#### Exercise aim
Carry on the passage about mobile phone selling in India, starting after its last sentence.

═════ Text shown

For customers, the new showrooms and mobile phone shops were places where they became familiar with the technical and social practices of a consumer-oriented world. By the first decade of the twenty-first century, even rural people were increasingly exposed to these practices. UniverCell executives explained that during festival times such as Diwali, country folk came to town and sometimes included the showroom experience as a feature of their holiday outing.
44
These interactions introduced people to new ways of life and purchasing practices. From Chennai to Banaras, sales people developed appropriately local ways of engaging with those who wished to buy a phone. And for many, a phone had become ‘the first white good [major appliance] that a consumer buys, even before a bicycle’.
45
Pivotal in assisting
local entrepreneurs to seduce India’s new consumers into the wonderland of mobile telephony were the sales promoters—spreading the word and explaining how to use the new device. This legion of missionaries propagated the message that mobile phones could and should be used by everyone, not only the privileged classes. Advertising campaigns celebrated lifestyles associated with mobile phones; but it was sales people down to the level of small shopkeepers who explained how a phone could be used in daily lives and suggested even to poor people that they too could be ‘valued customers’, entitled to a mobile-phone lifestyle. Small shopkeepers, and sales advisors employed by mobile phone companies, were trained in the ‘art of retail’ to educate first-time users about the world of mobile products and services.

══════════
═════ Dataset content

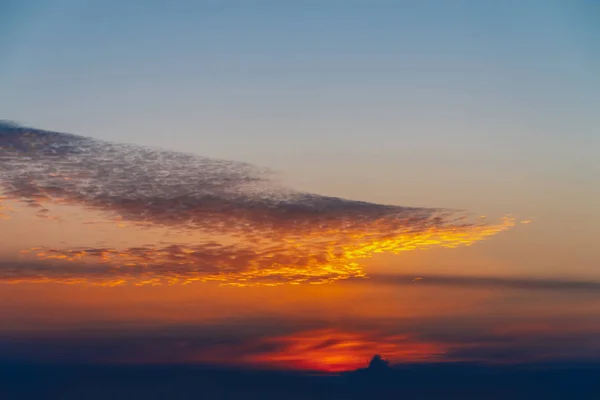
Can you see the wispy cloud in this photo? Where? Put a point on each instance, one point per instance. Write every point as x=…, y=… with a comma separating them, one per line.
x=489, y=282
x=270, y=234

══════════

#### Result of the task
The story of Ravi Varma, owner of a successful mobile phone shop near Banaras’s busy Lanka crossing, captures the evolution of the industry from post-paid to pre-paid services.
46
His entry into the mobile phone business in 2001–2 was through Reliance mobiles as it tried to penetrate local markets. Ravi exemplified Reliance’s vision of large markets in small towns, but it was a vision that remained largely unrealised until the arrival of prepaid cards. During the early days, handsets were very expensive (about Rs 21,000 each), and the post-paid billing system was costly and unreliable. Even the sweeteners offered by Reliance to attract new customers, such as free talk-time as part of the postpaid bundle, were insufficient. Customers rarely made additional calls, fearing the unpredictably high cost of post-paid calls. But the real problem was more practical. ‘Reliance’, Ravi said, ‘found it almost impossible to chase up their post-paid clients for their overdue payments’. Reliance managed to retain its hard-won post-paid clients, and once pre-paid schemes were introduced in 2003, the company shifted strategy. Ravi explained:
The trick of Reliance was to turn all the post-paid connections to prepaid, because they [Reliance] realised that people will not pay the money on the post-paid bills, so in order not to lose clients they kept their connections and converted these people to pre-paid.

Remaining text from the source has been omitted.